** Task description **
From the data below, report how many lines contain the word "blazer", giving the number and nothing else.

Top of Data records

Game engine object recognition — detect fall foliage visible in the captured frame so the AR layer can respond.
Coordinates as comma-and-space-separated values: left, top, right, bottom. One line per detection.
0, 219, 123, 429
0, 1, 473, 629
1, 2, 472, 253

Bottom of Data records
Top of Data records

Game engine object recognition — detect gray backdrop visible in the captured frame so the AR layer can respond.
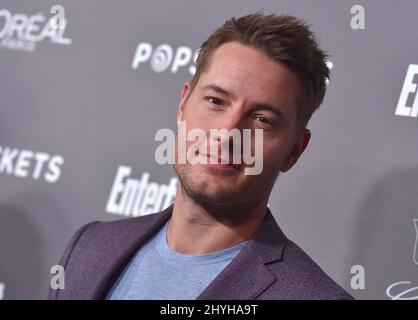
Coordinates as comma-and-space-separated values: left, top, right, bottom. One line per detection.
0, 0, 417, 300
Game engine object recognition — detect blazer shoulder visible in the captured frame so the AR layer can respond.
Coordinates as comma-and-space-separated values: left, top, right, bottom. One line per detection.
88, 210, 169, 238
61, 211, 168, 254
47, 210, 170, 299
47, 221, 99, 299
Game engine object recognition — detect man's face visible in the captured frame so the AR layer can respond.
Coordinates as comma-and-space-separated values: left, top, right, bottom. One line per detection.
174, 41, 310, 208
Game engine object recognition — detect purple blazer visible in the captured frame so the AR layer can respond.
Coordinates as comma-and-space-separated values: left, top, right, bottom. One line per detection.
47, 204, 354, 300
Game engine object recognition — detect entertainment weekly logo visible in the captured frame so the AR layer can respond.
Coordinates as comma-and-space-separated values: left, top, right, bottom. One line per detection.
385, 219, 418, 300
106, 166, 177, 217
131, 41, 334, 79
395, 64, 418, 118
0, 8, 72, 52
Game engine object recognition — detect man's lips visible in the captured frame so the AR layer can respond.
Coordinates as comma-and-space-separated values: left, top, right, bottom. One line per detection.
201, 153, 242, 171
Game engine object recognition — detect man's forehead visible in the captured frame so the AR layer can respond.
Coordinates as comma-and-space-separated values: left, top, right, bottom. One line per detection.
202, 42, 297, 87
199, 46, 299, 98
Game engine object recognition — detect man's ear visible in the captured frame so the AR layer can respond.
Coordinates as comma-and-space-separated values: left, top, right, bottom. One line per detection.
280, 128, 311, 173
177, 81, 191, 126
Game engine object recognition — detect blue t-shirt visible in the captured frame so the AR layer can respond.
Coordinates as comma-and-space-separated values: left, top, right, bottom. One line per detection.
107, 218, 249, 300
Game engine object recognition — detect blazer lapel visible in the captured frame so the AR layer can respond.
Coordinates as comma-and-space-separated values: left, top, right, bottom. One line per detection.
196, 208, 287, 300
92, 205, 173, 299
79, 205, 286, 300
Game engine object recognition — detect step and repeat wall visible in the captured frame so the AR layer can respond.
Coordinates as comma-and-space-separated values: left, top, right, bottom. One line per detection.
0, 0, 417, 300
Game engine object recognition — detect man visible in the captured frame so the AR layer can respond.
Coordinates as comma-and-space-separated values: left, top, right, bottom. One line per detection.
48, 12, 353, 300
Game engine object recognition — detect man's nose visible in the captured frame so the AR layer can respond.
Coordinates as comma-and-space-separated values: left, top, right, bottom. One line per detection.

Bottom of Data records

** Expected output **
3